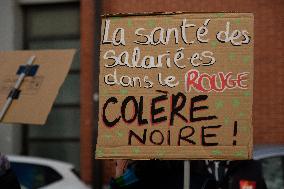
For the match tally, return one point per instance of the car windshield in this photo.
(33, 176)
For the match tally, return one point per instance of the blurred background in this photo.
(70, 132)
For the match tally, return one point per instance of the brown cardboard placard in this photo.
(38, 92)
(176, 86)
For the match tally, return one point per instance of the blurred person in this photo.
(8, 179)
(156, 174)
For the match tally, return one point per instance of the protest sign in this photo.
(32, 100)
(176, 86)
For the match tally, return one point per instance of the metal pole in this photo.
(16, 86)
(186, 175)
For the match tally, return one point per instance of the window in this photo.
(56, 26)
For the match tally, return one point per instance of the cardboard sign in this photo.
(38, 90)
(176, 86)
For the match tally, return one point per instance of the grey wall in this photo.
(10, 39)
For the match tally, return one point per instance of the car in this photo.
(271, 158)
(40, 173)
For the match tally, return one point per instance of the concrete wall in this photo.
(10, 39)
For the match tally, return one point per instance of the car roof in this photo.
(266, 151)
(40, 161)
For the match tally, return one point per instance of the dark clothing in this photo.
(157, 174)
(237, 173)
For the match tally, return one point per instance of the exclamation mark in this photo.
(235, 132)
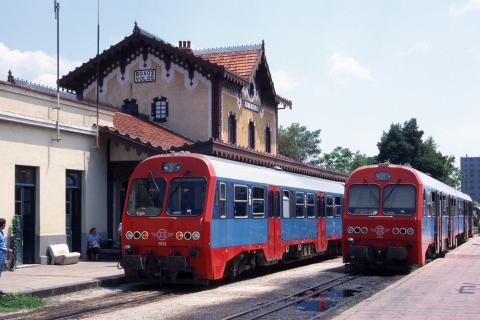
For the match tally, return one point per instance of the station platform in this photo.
(447, 288)
(49, 280)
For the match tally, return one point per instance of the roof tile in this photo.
(241, 63)
(148, 133)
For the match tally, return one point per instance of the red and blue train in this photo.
(195, 218)
(396, 216)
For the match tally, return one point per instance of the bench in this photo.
(61, 255)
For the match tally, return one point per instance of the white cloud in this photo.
(460, 8)
(284, 82)
(342, 67)
(419, 46)
(34, 66)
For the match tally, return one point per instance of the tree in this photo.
(298, 143)
(403, 144)
(400, 144)
(344, 160)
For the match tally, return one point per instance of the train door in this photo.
(437, 215)
(321, 229)
(329, 219)
(451, 229)
(274, 225)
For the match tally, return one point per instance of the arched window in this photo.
(159, 109)
(268, 140)
(251, 135)
(232, 128)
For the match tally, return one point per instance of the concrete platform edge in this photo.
(347, 313)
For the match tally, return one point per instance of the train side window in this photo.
(258, 197)
(321, 206)
(310, 205)
(286, 204)
(433, 197)
(329, 206)
(277, 204)
(240, 201)
(299, 204)
(222, 200)
(338, 206)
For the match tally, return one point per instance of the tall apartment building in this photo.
(470, 167)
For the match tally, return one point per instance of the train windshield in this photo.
(399, 199)
(363, 199)
(146, 197)
(186, 196)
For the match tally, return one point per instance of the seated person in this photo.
(93, 244)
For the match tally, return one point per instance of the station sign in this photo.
(251, 106)
(143, 76)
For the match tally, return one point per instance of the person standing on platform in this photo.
(93, 244)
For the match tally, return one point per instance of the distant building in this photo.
(470, 167)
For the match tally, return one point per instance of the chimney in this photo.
(185, 46)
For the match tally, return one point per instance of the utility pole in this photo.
(56, 8)
(98, 70)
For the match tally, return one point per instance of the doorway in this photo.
(25, 211)
(73, 210)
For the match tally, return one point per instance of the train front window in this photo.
(146, 197)
(363, 199)
(186, 196)
(399, 199)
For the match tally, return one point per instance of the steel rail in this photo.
(317, 289)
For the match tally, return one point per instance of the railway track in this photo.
(99, 305)
(270, 309)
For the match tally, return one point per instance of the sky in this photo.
(351, 68)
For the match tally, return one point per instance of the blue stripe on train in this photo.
(234, 232)
(296, 229)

**What you should do**
Repeat, without change, each line of the data above from the one that contains "front window in this photo." through the final line, counting both.

**The result**
For the match tally, return one point per instance of the train front window in this photo.
(146, 197)
(363, 199)
(186, 196)
(399, 199)
For the match tally, return one point per instance of the steel rail in this photo.
(317, 289)
For the match tally, return one point per instance of the railway track in this photo.
(99, 305)
(270, 309)
For the match tally, return one point per instance of the sky in this photo.
(351, 68)
For the match tally, return one point per instance of the blue stripe on train in this photo.
(234, 232)
(296, 229)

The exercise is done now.